Task prompt:
Which lines in the records below contain the word "gravel"? Gather every one of them and copy each in full.

Supplied entries:
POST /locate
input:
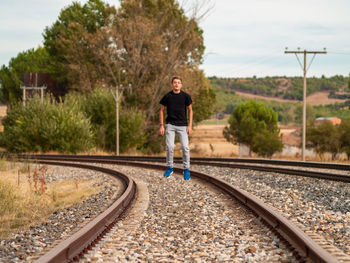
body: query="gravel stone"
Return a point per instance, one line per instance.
(27, 244)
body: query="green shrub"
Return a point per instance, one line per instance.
(46, 126)
(99, 106)
(7, 197)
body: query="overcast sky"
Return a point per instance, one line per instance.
(242, 38)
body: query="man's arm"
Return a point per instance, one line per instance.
(161, 120)
(190, 113)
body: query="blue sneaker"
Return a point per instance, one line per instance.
(187, 174)
(169, 170)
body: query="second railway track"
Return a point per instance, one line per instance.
(307, 250)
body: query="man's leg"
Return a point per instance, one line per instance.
(170, 144)
(184, 146)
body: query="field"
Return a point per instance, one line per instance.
(315, 99)
(207, 140)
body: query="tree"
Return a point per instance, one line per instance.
(32, 60)
(66, 42)
(345, 136)
(266, 143)
(247, 121)
(310, 114)
(324, 138)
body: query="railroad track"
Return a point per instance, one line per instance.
(306, 248)
(276, 166)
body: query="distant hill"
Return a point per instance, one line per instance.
(330, 97)
(286, 88)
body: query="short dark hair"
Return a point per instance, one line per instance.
(176, 77)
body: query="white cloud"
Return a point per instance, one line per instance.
(241, 37)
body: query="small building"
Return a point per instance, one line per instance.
(333, 120)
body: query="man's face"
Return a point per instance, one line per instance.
(177, 85)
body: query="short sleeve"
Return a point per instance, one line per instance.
(188, 100)
(163, 101)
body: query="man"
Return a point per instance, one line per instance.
(177, 103)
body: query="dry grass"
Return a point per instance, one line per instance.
(26, 198)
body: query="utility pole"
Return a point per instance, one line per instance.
(117, 97)
(305, 69)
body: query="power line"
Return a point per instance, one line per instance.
(305, 69)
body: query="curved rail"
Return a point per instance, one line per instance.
(75, 245)
(303, 244)
(226, 162)
(336, 166)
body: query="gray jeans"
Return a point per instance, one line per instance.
(170, 145)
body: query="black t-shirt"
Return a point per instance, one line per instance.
(176, 105)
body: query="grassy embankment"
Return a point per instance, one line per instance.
(26, 198)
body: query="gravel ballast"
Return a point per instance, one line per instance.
(27, 244)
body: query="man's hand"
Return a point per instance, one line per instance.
(161, 130)
(189, 130)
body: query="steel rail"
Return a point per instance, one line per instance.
(77, 244)
(303, 244)
(335, 166)
(209, 161)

Solved exercise:
body: query="gravel stone"
body: query="gravel ballast"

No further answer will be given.